▸ **Passage to read**
§ §

The trek to England wasn't bad, although I am the type of person to make fun of people on planes as my primary form of in-flight entertainment.
On the flight to Minneapolis there was an obnoxious dentist who immediately announced he had just taken Vicodin, but thoroughly expressed his need for alcohol whilst loudly dictating his life story to the rest of the plane; he's the one who needed his mouth washed out because he cursed like a sailor at a volume that could be heard over the engine. Our stellar flight attendant, Cheryl was stereotypically smiley and listened intently to every word. Props for Cheryl- I could still hear that guy drowning on over my Ipod.
The next flight was an overnighter into Heathrow, so I was hoping not to sit next to anyone(sleeping next to strangers isn't really my thing). To my utter satisfaction and joy no one was next to me so I had the window and the aisle seat.
SCORE: Sarah Chorley, 2: Everyone Else, Zero.
I proceeded to receive vicious glares from the rather buxom lady sitting adjacent to me, squished between her long legged family members as I shamelessly lounged over my empty chair and commandeered the extra blanket resting in it. The stares worsened as I got my meals 2o minutes before everyone else, although I didn't eat much of them; the vegetarian option is supposed to be better but that makes me wonder, how disgustingly awful is the regular meal? Is it actually food? Will I get a disease from it and keel over before I reach my final destintion? Mine tasted nasty and looked worse, so I stuck with my deliciously homemade peanut butter sandwich.

§ §

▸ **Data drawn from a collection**
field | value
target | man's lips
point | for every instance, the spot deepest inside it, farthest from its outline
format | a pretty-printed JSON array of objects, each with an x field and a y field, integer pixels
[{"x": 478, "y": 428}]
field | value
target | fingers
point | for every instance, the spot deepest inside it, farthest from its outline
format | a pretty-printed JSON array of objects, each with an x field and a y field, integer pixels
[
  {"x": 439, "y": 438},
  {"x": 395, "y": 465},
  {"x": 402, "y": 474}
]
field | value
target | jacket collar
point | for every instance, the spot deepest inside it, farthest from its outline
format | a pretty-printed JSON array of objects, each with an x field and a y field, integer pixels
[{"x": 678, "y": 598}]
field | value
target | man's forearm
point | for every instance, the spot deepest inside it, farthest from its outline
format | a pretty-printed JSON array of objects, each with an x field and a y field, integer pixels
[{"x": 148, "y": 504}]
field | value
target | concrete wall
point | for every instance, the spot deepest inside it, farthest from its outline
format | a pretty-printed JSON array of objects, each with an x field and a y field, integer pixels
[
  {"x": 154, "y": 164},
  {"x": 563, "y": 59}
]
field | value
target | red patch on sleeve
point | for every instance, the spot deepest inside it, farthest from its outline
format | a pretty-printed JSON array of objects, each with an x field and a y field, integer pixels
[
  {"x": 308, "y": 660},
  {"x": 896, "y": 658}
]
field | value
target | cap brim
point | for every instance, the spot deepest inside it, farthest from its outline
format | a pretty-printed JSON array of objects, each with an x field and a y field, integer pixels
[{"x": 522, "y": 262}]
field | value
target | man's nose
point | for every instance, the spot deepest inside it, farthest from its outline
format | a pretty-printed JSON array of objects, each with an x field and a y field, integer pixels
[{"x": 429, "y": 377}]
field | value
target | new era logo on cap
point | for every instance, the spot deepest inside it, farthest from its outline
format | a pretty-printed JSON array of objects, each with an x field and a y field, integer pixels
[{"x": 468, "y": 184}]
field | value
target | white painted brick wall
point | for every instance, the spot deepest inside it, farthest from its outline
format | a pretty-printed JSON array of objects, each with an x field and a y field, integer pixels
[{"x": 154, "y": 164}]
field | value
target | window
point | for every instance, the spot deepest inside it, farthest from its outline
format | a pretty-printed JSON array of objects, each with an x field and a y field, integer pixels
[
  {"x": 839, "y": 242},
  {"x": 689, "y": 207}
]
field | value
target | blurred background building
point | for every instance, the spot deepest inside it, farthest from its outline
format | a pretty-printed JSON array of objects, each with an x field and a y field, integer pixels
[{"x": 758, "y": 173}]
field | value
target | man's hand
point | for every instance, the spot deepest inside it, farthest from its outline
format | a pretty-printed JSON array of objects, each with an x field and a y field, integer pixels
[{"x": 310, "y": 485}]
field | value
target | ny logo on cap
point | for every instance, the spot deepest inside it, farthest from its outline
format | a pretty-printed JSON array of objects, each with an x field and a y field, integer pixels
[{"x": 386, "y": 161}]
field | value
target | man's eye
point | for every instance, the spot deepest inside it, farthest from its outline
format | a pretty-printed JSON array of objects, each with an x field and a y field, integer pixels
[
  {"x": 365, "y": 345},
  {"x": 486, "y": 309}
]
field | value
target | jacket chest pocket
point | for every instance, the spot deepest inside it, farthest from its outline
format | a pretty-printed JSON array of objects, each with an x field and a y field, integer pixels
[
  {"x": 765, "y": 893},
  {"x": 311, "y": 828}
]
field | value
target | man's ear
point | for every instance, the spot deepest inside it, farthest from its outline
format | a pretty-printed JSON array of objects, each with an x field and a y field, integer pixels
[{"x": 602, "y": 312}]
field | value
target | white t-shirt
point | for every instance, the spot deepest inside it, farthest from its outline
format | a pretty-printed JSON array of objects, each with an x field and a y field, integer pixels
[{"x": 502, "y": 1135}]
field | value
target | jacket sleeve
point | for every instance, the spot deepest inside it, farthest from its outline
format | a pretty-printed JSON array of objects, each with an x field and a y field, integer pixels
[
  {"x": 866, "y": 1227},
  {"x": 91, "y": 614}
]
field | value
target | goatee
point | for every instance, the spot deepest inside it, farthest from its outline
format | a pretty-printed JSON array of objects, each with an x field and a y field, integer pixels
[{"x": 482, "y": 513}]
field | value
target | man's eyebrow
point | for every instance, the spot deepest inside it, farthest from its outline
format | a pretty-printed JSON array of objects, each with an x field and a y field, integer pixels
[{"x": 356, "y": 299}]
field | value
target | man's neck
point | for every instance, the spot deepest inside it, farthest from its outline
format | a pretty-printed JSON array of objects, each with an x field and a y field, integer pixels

§ §

▸ **Work task 1**
Answer these questions from the post about the flight to England:
(a) What was the name of the flight attendant on the flight to Minneapolis?
(b) Into which airport did the overnight flight go?
(c) What did the writer eat instead of the airline meal?
▸ **Work task 2**
Echo the stretch of the post about the flight to England from "SCORE: Sarah Chorley, 2: Everyone" through "peanut butter sandwich.", word for word.

▸ **Answer 1**
(a) Cheryl
(b) Heathrow
(c) A homemade peanut butter sandwich

▸ **Answer 2**
SCORE: Sarah Chorley, 2: Everyone Else, Zero.
I proceeded to receive vicious glares from the rather buxom lady sitting adjacent to me, squished between her long legged family members as I shamelessly lounged over my empty chair and commandeered the extra blanket resting in it. The stares worsened as I got my meals 2o minutes before everyone else, although I didn't eat much of them; the vegetarian option is supposed to be better but that makes me wonder, how disgustingly awful is the regular meal? Is it actually food? Will I get a disease from it and keel over before I reach my final destintion? Mine tasted nasty and looked worse, so I stuck with my deliciously homemade peanut butter sandwich.